BEGIN Recorded information
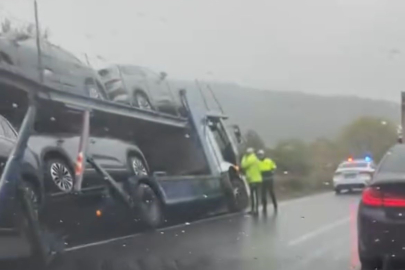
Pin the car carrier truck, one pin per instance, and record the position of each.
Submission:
(193, 161)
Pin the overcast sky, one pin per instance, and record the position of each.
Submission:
(354, 47)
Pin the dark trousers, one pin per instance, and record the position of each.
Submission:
(254, 196)
(268, 187)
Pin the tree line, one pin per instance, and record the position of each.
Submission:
(315, 162)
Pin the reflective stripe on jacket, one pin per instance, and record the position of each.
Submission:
(251, 166)
(267, 166)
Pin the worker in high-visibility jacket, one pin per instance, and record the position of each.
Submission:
(267, 168)
(251, 167)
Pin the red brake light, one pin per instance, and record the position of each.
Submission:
(372, 197)
(375, 197)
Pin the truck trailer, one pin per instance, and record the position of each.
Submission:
(193, 163)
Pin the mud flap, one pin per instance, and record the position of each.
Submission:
(235, 193)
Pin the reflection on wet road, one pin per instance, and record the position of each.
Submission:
(307, 233)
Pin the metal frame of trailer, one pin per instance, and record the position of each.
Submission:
(42, 246)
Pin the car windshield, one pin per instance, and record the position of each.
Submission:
(202, 134)
(354, 165)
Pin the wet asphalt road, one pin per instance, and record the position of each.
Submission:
(317, 232)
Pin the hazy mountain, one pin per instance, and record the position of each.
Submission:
(282, 115)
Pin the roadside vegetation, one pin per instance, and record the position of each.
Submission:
(307, 167)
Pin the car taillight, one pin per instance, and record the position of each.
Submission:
(375, 197)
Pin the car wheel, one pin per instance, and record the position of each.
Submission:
(95, 92)
(138, 166)
(60, 174)
(149, 206)
(240, 196)
(33, 197)
(142, 101)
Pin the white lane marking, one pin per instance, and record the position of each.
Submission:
(318, 231)
(224, 216)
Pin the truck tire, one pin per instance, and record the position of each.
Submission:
(38, 257)
(138, 165)
(57, 171)
(141, 100)
(240, 198)
(148, 206)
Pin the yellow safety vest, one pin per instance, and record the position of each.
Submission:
(251, 165)
(267, 165)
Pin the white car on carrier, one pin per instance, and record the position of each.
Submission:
(353, 174)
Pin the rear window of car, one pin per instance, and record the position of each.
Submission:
(132, 70)
(394, 161)
(354, 165)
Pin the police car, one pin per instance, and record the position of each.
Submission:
(353, 174)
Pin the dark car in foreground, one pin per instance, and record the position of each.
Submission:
(381, 215)
(139, 87)
(48, 164)
(60, 69)
(31, 173)
(58, 153)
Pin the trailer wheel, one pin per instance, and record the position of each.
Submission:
(149, 206)
(141, 101)
(59, 173)
(138, 166)
(240, 196)
(28, 222)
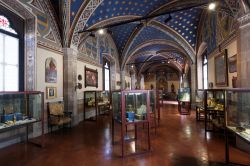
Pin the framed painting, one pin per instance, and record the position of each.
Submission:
(51, 92)
(91, 77)
(221, 77)
(232, 64)
(50, 70)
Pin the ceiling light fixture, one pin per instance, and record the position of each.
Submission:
(101, 31)
(92, 34)
(212, 6)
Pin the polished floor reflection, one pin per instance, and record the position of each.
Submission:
(180, 140)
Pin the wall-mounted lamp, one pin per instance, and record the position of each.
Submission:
(101, 31)
(168, 19)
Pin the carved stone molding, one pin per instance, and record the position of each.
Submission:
(86, 13)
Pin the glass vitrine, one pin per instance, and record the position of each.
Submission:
(184, 101)
(20, 109)
(131, 109)
(199, 105)
(237, 119)
(135, 106)
(238, 112)
(103, 102)
(214, 103)
(90, 106)
(153, 108)
(117, 106)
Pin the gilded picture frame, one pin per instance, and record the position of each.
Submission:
(51, 92)
(221, 75)
(91, 77)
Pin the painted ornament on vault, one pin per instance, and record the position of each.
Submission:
(50, 70)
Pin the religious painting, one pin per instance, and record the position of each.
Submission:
(50, 70)
(91, 77)
(221, 78)
(232, 64)
(51, 92)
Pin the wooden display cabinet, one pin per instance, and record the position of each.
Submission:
(184, 101)
(237, 120)
(90, 106)
(133, 108)
(214, 107)
(22, 109)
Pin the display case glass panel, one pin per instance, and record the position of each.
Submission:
(238, 112)
(117, 106)
(215, 99)
(214, 103)
(20, 108)
(135, 106)
(90, 110)
(103, 102)
(152, 97)
(184, 94)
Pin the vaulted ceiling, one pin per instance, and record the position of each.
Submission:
(153, 39)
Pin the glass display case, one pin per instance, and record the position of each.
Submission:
(90, 106)
(214, 106)
(132, 108)
(184, 101)
(159, 103)
(153, 108)
(20, 109)
(103, 102)
(199, 105)
(238, 119)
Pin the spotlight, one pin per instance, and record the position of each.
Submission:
(101, 31)
(212, 6)
(168, 19)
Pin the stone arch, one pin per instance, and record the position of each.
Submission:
(158, 41)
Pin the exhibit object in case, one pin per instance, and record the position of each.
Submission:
(90, 106)
(133, 108)
(199, 105)
(22, 109)
(238, 116)
(103, 102)
(184, 101)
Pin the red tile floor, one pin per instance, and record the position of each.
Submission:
(180, 140)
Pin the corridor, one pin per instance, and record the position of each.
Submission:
(180, 140)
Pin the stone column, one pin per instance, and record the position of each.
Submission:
(243, 46)
(122, 75)
(69, 82)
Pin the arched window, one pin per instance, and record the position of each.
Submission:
(11, 55)
(204, 70)
(106, 74)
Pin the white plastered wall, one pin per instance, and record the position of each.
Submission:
(231, 50)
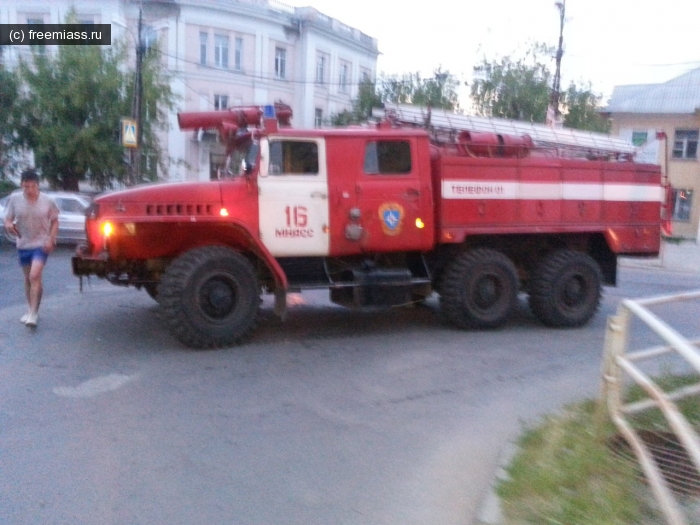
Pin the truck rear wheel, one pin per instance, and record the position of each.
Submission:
(152, 291)
(210, 297)
(479, 289)
(565, 289)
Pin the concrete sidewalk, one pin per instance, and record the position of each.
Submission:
(683, 256)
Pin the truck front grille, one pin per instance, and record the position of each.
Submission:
(179, 209)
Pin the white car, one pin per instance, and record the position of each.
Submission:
(71, 217)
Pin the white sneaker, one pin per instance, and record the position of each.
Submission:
(31, 320)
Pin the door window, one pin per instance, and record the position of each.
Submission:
(388, 157)
(290, 157)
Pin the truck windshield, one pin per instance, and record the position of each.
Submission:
(242, 161)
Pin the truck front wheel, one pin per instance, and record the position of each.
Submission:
(565, 289)
(210, 297)
(479, 289)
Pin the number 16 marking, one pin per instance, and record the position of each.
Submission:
(296, 216)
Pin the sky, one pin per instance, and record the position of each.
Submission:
(606, 42)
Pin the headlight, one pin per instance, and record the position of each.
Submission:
(92, 211)
(107, 229)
END Recorded information
# [What you should do]
Each line above that includes the word "marking" is to be copied.

# [Solution for this problem]
Pin the white lane marking, one pin per instance, and record the position of each.
Pin the number 16 marking, one pin per instance, and record the position of each.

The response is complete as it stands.